→ **Problem statement**
Copy out the rows below word for word, starting at the line containing "Target: wooden utensil" and ending at the line containing "Pick out a point on every instance of the stainless", with both of those lines included.

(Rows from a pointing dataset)

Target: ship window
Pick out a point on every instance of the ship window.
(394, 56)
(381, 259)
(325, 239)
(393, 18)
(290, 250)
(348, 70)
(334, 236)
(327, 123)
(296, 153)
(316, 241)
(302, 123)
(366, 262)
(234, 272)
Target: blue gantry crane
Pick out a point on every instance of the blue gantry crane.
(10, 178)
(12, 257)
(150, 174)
...
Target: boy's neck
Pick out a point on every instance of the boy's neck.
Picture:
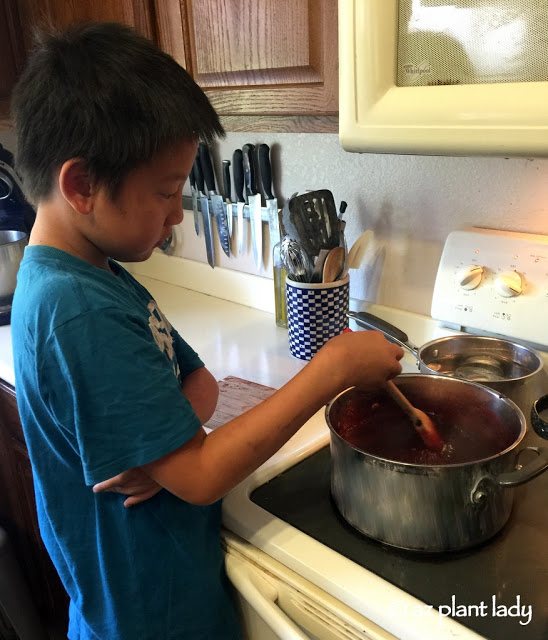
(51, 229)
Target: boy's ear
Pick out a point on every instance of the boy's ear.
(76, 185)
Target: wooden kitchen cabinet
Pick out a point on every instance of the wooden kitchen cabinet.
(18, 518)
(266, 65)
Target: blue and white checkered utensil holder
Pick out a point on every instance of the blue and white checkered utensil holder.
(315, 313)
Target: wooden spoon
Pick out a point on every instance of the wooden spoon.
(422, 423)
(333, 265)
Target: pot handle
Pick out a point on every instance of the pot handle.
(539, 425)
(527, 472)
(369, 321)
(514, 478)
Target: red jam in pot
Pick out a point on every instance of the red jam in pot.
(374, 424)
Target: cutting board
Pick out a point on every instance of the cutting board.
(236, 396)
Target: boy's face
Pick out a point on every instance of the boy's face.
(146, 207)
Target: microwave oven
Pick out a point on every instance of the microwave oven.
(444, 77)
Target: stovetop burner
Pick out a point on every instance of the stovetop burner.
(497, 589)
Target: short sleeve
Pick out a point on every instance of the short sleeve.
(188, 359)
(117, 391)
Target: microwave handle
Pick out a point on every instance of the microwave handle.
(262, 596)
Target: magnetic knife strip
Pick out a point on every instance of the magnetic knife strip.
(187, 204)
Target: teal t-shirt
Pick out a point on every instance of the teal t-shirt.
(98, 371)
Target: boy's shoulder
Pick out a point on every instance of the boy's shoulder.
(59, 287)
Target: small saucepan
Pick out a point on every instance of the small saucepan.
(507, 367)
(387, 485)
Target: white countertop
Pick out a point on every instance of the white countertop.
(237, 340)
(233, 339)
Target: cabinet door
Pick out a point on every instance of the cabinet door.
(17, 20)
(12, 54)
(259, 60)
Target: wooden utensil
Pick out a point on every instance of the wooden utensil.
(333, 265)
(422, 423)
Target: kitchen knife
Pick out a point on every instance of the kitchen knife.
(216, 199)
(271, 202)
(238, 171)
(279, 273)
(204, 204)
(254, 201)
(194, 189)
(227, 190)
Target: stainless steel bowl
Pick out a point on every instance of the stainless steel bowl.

→ **Worked answer**
Target: wooden utensil
Pick out a point on every instance of the wooden utensil.
(333, 265)
(422, 423)
Target: kitchen knife
Pick out a point on every instance of the kitchen knife.
(216, 199)
(271, 202)
(238, 171)
(279, 273)
(204, 204)
(254, 201)
(194, 189)
(227, 190)
Target: stainless steel bowl
Pick out a point on every instance of the stainless steel bowl.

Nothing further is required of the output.